Work instructions: Can you reproduce every one of the lines below word for word?

Pointing entries for named objects
>>

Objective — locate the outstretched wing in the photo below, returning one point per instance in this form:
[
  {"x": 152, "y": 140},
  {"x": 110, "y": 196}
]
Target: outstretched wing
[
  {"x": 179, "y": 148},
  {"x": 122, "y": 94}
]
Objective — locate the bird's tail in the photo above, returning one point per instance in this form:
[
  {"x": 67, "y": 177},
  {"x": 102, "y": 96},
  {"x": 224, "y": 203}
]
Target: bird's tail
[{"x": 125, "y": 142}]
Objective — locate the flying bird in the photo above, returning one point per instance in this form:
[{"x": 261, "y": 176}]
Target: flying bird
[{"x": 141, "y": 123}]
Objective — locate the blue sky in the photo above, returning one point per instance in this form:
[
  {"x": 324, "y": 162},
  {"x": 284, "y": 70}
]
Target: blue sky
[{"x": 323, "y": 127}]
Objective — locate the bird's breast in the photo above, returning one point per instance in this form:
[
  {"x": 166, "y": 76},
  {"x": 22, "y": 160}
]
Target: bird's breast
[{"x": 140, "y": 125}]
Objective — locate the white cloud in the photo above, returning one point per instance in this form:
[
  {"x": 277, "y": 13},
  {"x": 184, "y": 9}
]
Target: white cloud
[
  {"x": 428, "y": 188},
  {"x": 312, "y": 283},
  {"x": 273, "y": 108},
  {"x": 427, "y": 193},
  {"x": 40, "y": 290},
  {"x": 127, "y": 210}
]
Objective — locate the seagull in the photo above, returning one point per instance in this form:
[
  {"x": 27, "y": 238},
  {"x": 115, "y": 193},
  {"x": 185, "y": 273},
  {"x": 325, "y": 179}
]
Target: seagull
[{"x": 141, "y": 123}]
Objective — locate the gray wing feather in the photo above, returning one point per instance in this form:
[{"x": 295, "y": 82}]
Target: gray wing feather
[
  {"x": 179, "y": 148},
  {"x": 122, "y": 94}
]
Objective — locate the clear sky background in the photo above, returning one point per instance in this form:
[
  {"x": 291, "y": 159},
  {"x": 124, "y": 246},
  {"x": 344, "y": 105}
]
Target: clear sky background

<<

Exercise response:
Objective — locate the outstretched wing in the photo below, returning one point per instance in this form:
[
  {"x": 152, "y": 140},
  {"x": 110, "y": 196}
]
Target: outstretched wing
[
  {"x": 179, "y": 148},
  {"x": 122, "y": 94}
]
Objective — locate the bird's tail in the photo above, returning one point per instance in this form:
[
  {"x": 67, "y": 177},
  {"x": 102, "y": 96},
  {"x": 224, "y": 203}
]
Target: bird's tail
[{"x": 125, "y": 142}]
Objective — locate the flying bird in the photo above, returning one point per instance in this form:
[{"x": 261, "y": 176}]
Target: flying bird
[{"x": 141, "y": 123}]
Objective — locate the blue sky in the photo above, returning one point per instance in this form:
[
  {"x": 324, "y": 162},
  {"x": 284, "y": 70}
]
Target: blue sky
[{"x": 323, "y": 127}]
Objective — locate the bird's breast in the photo above, returning one point per instance in this form:
[
  {"x": 166, "y": 76},
  {"x": 22, "y": 160}
]
Target: bird's breast
[{"x": 140, "y": 125}]
Objective — locate the white cloud in the photo above, returning one point per instance in this form:
[
  {"x": 277, "y": 13},
  {"x": 184, "y": 9}
]
Target: white cloud
[
  {"x": 428, "y": 188},
  {"x": 312, "y": 283},
  {"x": 273, "y": 108},
  {"x": 427, "y": 193},
  {"x": 40, "y": 290},
  {"x": 127, "y": 210}
]
Objective — locate the seagull in the photo above, returning one point per instance in this form:
[
  {"x": 27, "y": 238},
  {"x": 115, "y": 193},
  {"x": 185, "y": 273},
  {"x": 325, "y": 179}
]
Target: seagull
[{"x": 141, "y": 123}]
Objective — locate the gray wing feather in the photo above, returning one point per instance in this form:
[{"x": 295, "y": 82}]
Target: gray wing feather
[
  {"x": 179, "y": 148},
  {"x": 122, "y": 94}
]
Objective — locate the clear sky background in the photo above, returning one point per instance in this form:
[
  {"x": 291, "y": 159},
  {"x": 124, "y": 246},
  {"x": 344, "y": 105}
]
Target: clear sky background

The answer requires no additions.